--- SUPPLIED MATERIAL ---

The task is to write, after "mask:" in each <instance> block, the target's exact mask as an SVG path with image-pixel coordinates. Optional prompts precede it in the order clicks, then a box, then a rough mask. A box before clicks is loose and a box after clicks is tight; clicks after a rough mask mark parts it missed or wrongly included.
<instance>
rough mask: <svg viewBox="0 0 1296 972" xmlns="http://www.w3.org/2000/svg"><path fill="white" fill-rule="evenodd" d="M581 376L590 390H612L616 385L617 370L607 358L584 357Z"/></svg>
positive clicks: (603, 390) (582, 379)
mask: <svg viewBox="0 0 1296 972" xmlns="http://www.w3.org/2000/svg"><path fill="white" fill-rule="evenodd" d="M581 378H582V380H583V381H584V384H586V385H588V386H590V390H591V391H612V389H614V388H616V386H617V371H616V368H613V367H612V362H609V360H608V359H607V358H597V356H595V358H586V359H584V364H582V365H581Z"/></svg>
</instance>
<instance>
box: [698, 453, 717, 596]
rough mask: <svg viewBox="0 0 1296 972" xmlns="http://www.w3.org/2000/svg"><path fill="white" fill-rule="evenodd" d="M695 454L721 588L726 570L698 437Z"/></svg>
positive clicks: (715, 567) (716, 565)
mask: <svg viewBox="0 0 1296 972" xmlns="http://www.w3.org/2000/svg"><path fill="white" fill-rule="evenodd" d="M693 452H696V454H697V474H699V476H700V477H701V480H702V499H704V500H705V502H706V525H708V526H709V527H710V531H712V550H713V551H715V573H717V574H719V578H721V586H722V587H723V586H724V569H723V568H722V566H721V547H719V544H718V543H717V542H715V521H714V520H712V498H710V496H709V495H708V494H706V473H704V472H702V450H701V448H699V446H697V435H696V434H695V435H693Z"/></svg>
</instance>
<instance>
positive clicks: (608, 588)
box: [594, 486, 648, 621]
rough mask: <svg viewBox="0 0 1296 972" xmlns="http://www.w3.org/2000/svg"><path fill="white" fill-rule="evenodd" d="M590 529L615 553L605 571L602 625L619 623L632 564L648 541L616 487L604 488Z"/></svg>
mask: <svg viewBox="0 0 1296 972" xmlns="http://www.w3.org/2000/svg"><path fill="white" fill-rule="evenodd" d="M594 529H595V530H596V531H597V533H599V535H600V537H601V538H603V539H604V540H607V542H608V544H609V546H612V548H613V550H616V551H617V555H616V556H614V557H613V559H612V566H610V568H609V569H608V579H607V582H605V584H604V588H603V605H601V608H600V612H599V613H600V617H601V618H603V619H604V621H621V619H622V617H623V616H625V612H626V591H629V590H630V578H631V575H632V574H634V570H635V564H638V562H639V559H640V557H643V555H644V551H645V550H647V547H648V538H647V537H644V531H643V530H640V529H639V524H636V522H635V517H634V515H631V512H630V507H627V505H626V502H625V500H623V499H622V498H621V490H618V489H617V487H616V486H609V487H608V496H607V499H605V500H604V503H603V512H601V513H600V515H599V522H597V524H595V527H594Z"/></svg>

---

PROBLEM TO SOLVE = Arrange the lines above in a Markdown table with the columns "No." and "Line", numbering each line in order and leaving out any blank lines.

RESPONSE TO THIS TASK =
| No. | Line |
|---|---|
| 1 | The task is to write, after "mask:" in each <instance> block, the target's exact mask as an SVG path with image-pixel coordinates. Optional prompts precede it in the order clicks, then a box, then a rough mask. A box before clicks is loose and a box after clicks is tight; clicks after a rough mask mark parts it missed or wrongly included. |
| 2 | <instance> |
| 3 | rough mask: <svg viewBox="0 0 1296 972" xmlns="http://www.w3.org/2000/svg"><path fill="white" fill-rule="evenodd" d="M581 376L590 390H612L616 385L617 370L607 358L584 357Z"/></svg> |
| 4 | positive clicks: (603, 390) (582, 379) |
| 5 | mask: <svg viewBox="0 0 1296 972" xmlns="http://www.w3.org/2000/svg"><path fill="white" fill-rule="evenodd" d="M581 378H582V380H583V381H584V384H586V385H588V386H590V390H591V391H612V389H614V388H616V386H617V371H616V368H613V367H612V362H609V360H608V359H607V358H597V356H595V358H586V359H584V364H582V365H581Z"/></svg> |
| 6 | </instance> |
| 7 | <instance> |
| 8 | box: [698, 453, 717, 596] |
| 9 | rough mask: <svg viewBox="0 0 1296 972" xmlns="http://www.w3.org/2000/svg"><path fill="white" fill-rule="evenodd" d="M695 454L721 588L726 570L698 437Z"/></svg> |
| 10 | positive clicks: (715, 567) (716, 565) |
| 11 | mask: <svg viewBox="0 0 1296 972" xmlns="http://www.w3.org/2000/svg"><path fill="white" fill-rule="evenodd" d="M693 452H696V454H697V474H699V476H700V477H701V480H702V499H704V500H705V502H706V525H708V526H709V527H710V531H712V550H713V551H715V573H717V574H719V578H721V586H722V587H723V586H724V569H723V568H722V566H721V547H719V544H718V543H717V542H715V521H714V520H712V498H710V496H709V495H708V494H706V473H704V472H702V450H701V448H699V446H697V435H696V434H695V435H693Z"/></svg> |
| 12 | </instance> |
| 13 | <instance> |
| 14 | positive clicks: (608, 588) |
| 15 | box: [594, 486, 648, 621] |
| 16 | rough mask: <svg viewBox="0 0 1296 972" xmlns="http://www.w3.org/2000/svg"><path fill="white" fill-rule="evenodd" d="M590 529L615 553L605 571L602 625L619 623L632 564L648 541L616 487L604 488Z"/></svg> |
| 17 | mask: <svg viewBox="0 0 1296 972" xmlns="http://www.w3.org/2000/svg"><path fill="white" fill-rule="evenodd" d="M594 529H595V530H596V531H597V533H599V535H600V537H601V538H603V539H604V540H607V542H608V544H609V546H612V548H613V550H616V551H617V555H616V556H614V557H613V559H612V566H610V568H609V569H608V579H607V582H605V584H604V588H603V605H601V608H600V612H599V613H600V617H601V618H603V619H604V621H621V619H622V617H623V616H625V612H626V591H629V590H630V578H631V575H632V574H634V570H635V564H638V562H639V559H640V557H643V555H644V551H645V550H647V547H648V538H647V537H644V531H643V530H640V529H639V524H636V522H635V517H634V515H631V512H630V507H627V505H626V502H625V500H623V499H622V498H621V490H618V489H617V487H616V486H609V487H608V496H607V499H605V500H604V503H603V512H601V513H600V515H599V522H597V524H595V527H594Z"/></svg> |